== Text excerpt ==

Project summary

Energy efficient heat pumps will play a crucial role in the future sustainable energy system. The overall goal of the present project is to develop the scientific and technological foundation for high efficiency heat pumps using magnetocaloric technology. The refrigerant in such a device is a solid magnetic material whose temperature increases when magnetised and decreases when demagnetised.

The use of solid-state active regenerator technology has several advantages compared to traditional vapour-compression heat pumps, including high energy efficiency, quiet operation and a lack of toxic or greenhouse contributing gases. Also, the heat transfer fluid within the device can be pumped throughout the entire circuit, obviating the need for the secondary circuits and associated heat exchangers and pumps found in conventional “ground source” heat pumps. However, if magnetocaloric heat pumps are to be realised, a number of issues must be solved, drawing on a complex interplay between several scientific fields.

===
== Given records ==

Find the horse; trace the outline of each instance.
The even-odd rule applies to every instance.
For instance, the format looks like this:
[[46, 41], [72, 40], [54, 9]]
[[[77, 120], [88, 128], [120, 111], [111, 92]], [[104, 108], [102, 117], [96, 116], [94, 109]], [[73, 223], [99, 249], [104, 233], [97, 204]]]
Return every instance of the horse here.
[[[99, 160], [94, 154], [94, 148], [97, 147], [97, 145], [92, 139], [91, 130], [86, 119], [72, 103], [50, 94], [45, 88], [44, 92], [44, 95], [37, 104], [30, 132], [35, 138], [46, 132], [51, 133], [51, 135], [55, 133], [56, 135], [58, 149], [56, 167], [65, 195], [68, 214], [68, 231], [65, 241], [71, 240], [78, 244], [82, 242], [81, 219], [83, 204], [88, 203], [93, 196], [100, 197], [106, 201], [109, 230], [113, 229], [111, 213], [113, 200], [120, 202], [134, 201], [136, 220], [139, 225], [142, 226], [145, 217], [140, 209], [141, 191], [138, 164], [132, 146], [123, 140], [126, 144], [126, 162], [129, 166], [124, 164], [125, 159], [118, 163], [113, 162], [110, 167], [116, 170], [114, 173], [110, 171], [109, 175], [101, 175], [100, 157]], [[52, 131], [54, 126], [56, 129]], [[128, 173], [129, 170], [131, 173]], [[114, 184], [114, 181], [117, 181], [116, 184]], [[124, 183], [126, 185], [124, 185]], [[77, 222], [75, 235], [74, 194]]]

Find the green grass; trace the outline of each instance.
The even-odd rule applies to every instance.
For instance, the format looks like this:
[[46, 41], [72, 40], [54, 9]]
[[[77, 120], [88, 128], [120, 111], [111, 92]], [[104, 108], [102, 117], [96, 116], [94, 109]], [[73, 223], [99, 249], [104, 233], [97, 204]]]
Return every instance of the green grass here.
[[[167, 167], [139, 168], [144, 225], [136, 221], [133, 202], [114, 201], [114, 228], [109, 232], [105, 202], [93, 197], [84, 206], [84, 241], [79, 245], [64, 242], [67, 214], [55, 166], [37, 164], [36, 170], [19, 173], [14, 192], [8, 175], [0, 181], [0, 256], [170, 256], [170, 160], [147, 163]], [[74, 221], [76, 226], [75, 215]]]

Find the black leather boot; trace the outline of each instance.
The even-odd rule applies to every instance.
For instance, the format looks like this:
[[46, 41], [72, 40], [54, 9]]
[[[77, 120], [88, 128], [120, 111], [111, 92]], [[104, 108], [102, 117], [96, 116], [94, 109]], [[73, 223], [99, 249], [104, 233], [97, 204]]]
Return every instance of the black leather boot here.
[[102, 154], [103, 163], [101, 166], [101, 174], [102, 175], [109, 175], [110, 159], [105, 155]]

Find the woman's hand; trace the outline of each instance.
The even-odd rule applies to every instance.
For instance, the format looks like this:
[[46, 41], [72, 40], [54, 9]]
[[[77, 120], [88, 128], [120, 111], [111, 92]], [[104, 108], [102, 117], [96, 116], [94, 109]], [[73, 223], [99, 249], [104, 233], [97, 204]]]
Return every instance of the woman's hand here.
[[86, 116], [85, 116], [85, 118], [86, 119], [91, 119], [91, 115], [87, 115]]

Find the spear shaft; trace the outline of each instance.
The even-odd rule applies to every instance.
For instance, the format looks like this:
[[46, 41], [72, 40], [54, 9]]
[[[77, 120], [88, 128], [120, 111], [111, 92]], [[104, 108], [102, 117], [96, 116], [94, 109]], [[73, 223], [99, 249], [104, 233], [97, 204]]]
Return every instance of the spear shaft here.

===

Apply what you read:
A) According to the project summary, what happens to the temperature of the refrigerant material when it is demagnetised?
B) List everything the project summary says becomes unnecessary because the heat transfer fluid can be pumped throughout the entire circuit.
C) Continue the project summary on magnetocaloric heat pumps from where it stops.

Results:
A) Its temperature decreases.

B)
- Secondary circuits
- Associated heat exchangers
- Associated pumps

C)
The key scientific challenges will be characterisation and optimisation of materials for use in the device, development of novel algorithms for modelling optimal hybrid magnet designs combining permanent magnets and electromagnets, as well as efficient regenerator design for high heat transfer performance with low pressure.

Optimal system operation and integration into buildings will also be addressed. The consortium behind the proposal is headed by one of the world’s foremost research groups within magnetocalorics and includes partners with key expertise within systems analysis, materials and magnets, and building integration. The inclusion of the four industrial partners ensures an effective and timely transfer of project results to industry.